→ Passage
• • • • •
HILO — A second of four former employees of a Hilo doctor raided by authorities last October for alleged overprescription and illegal distribution of opioid prescription painkillers and other narcotics has made a plea deal with federal prosecutors.
According to a plea agreement memorandum filed Friday in U.S. District Court in Honolulu, Sheena Strong pleaded guilty to a single count of conspiring to distribute and possess with intent to distribute Schedule II and IV controlled substance, including hydrocodone, oxycodone, morphine, fentanyl, carisoprodal and alprazolam.
She is scheduled to be sentenced at 1:30 p.m. Jan. 16 before Judge Helen Gillmor.
Strong could face up to 20 years imprisonment and a fine of up to $1 million, but the deal would afford her an unspecified more lenient sentence for her agreement “to testify truthfully at any and all trials, hearings or any other proceedings at which the prosecution requests her to testify including … proceedings involving co-defendants and others charged later in the investigation, sentencing hearings, and related civil proceedings.”
• • • • •
→ Excerpted records
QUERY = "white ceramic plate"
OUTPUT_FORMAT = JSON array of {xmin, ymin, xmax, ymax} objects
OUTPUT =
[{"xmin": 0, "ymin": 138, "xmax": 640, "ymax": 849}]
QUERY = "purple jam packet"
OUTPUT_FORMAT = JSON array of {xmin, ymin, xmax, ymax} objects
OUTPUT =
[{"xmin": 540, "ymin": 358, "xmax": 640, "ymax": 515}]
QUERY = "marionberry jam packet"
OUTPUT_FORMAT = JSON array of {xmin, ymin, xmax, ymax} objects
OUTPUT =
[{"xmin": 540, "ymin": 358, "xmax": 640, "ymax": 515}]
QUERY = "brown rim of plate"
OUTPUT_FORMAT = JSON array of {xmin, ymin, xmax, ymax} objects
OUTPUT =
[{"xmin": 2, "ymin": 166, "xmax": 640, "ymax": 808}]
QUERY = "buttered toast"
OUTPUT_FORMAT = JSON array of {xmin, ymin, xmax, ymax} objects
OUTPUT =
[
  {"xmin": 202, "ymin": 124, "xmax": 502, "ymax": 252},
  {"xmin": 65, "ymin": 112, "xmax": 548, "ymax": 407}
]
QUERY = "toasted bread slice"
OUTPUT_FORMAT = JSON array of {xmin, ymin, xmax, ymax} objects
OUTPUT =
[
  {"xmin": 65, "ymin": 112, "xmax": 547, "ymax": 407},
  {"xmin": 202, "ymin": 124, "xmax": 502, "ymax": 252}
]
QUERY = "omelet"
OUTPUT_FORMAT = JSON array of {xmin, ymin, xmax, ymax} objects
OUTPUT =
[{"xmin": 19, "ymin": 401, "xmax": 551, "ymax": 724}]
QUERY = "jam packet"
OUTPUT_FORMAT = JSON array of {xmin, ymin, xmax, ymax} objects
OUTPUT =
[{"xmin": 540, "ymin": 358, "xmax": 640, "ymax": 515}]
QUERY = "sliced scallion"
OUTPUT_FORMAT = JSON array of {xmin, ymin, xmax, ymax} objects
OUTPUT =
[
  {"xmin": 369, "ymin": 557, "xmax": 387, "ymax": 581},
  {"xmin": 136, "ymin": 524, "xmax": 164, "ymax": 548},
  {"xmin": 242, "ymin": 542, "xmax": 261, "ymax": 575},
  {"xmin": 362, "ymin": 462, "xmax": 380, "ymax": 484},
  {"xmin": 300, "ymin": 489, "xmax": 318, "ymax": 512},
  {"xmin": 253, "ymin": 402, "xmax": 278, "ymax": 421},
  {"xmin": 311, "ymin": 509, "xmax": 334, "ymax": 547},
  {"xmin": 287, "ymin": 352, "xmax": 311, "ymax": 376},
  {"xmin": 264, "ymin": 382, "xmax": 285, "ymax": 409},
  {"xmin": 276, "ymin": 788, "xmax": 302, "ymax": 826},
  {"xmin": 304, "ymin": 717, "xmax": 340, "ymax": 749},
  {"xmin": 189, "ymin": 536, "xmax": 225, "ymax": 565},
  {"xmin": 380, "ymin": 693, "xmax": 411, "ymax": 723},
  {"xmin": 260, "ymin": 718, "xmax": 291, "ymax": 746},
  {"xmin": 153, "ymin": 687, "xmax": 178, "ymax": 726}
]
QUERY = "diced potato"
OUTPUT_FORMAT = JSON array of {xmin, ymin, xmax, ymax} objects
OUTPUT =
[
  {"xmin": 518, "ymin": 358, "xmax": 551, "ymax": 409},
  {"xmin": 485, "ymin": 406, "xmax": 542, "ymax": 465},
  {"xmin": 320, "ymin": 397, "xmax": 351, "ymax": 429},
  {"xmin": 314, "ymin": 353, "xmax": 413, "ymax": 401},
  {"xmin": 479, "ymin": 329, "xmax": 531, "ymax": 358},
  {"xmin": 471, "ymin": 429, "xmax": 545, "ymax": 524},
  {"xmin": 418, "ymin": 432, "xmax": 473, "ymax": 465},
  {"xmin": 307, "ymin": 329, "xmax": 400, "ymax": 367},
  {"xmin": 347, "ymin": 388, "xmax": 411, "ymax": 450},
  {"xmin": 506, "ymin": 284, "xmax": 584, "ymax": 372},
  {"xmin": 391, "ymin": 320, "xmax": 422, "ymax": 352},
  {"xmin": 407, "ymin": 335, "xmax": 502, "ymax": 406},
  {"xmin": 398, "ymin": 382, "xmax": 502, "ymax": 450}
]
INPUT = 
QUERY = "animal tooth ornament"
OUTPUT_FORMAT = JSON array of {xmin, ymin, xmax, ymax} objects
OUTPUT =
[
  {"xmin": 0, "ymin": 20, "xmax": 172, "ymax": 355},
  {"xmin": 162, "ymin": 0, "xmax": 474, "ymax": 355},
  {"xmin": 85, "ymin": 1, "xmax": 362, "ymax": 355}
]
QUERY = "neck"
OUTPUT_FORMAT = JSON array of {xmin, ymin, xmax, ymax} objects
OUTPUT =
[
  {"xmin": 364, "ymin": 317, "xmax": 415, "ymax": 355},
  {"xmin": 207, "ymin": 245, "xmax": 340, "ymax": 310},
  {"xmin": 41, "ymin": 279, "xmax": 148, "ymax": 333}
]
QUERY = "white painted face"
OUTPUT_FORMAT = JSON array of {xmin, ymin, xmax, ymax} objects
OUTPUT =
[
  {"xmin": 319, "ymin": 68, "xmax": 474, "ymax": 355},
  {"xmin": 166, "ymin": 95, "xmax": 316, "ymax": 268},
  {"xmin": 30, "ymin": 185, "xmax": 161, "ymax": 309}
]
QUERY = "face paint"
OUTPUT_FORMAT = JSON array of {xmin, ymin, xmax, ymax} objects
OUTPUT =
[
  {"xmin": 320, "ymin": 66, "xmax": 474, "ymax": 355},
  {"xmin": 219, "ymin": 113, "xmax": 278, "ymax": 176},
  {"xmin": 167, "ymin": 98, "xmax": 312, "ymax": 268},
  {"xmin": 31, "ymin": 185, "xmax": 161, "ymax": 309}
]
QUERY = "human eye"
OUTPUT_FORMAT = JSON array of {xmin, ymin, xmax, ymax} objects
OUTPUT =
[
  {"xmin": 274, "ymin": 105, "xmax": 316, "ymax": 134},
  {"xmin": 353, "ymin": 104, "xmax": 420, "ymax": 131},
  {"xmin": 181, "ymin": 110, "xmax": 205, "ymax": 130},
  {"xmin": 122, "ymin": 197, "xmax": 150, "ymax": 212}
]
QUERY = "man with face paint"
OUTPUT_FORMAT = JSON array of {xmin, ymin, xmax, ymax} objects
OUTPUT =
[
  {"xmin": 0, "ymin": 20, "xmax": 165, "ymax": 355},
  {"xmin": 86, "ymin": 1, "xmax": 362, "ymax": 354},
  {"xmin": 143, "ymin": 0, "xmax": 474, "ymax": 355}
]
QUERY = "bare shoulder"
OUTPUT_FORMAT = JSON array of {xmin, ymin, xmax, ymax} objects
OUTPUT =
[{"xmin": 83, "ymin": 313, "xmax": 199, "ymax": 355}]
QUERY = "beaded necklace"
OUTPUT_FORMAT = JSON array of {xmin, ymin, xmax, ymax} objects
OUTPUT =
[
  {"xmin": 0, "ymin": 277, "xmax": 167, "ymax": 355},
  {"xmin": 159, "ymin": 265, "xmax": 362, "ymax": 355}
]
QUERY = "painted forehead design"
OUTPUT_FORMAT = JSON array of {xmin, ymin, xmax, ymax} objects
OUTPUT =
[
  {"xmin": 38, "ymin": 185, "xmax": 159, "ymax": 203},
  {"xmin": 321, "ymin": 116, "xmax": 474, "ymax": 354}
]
• • • • •
→ Problems to solve
[1] In the article about the Hilo plea deal, when and before which judge is Sheena Strong scheduled to be sentenced?
[2] Proceed with the article about the Hilo plea deal, picking up right after its final sentence.

→ Answers for the tasks
[1] At 1:30 p.m. Jan. 16, before Judge Helen Gillmor.

[2]
Strong, then 32, was indicted last October after federal agents raided Dr. Ernest Bade’s office on Osorio Lane in Hilo. Also indicted was Bade, then 80, Strong’s mother, Yvonne Caitano, then 54, Strong’s grandmother, Marie Benevides, then 80, and Theresa Saltus, then 59.
The plea agreement states the four women “obtained medications at two pharmacies on Maui for approximately eight different people.” It added that Strong “provided false information to the pharmacists on Maui in order to avoid suspicion … including giving a false Maui address and falsely stating that she was related to some of the individuals for whom she was filling prescriptions.”
According to the document, most of the prescriptions “included high quantities of opioids such as hydrocodone and oxycodone.”
The women traveled to Maui because Hilo pharmacies stopped filling Bade’s prescriptions.
Bade was charged with 40 counts of unlawfully distributing and dispensing controlled substances, but charges against him were dropped in June after Gillmor ruled Bade is incompetent to stand trial, based on a court-appointed psychiatrist’s report that concluded the general practitioner suffers from dementia.
Benevides pleaded guilty in May to a single count of conspiracy to acquire or obtain possession of Schedule II and IV controlled substances “by misrepresentation, fraud, forgery, deception or subterfuge.” Although she faces a sentence of up to four years in prison and a fine of up to $250,000, prosecutors are recommending probation in her case.
She originally was to have been sentenced last Friday, but her sentencing has been rescheduled for Jan. 2, 2020.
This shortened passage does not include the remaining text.